AUFGABENSTELLUNG
Gib sämtliche Zeilen der folgenden Daten als nummerierte Liste wieder und lass Leerzeilen dabei aus. Bilder werden in die Antwort nicht übernommen.
──────
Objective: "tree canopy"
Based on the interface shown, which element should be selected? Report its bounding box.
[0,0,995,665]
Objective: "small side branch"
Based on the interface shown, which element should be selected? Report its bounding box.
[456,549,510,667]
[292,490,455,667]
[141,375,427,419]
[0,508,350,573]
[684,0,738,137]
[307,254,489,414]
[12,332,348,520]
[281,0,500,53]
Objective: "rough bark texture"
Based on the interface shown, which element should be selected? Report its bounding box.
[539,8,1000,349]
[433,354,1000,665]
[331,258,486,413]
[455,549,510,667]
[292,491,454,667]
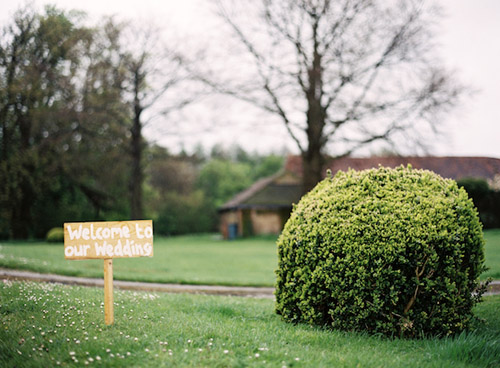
──────
ENDERGEBNIS
1. Objective: "tree canopy"
2. Based on the interface shown, which element should be selected? Report its bounding box.
3. [0,0,995,665]
4. Objective: "small side branch"
5. Based on the interface shown, which element should be selected? Report its bounding box.
6. [456,549,510,667]
7. [292,490,455,667]
8. [141,375,427,419]
9. [0,508,350,573]
10. [684,0,738,137]
11. [307,254,489,414]
12. [12,332,348,520]
13. [281,0,500,53]
14. Objective: "rough bark texture"
15. Based on the interface shown, which element should be selected? Report its bounding box.
16. [539,8,1000,349]
17. [433,354,1000,665]
18. [331,258,486,413]
19. [455,549,510,667]
20. [292,491,454,667]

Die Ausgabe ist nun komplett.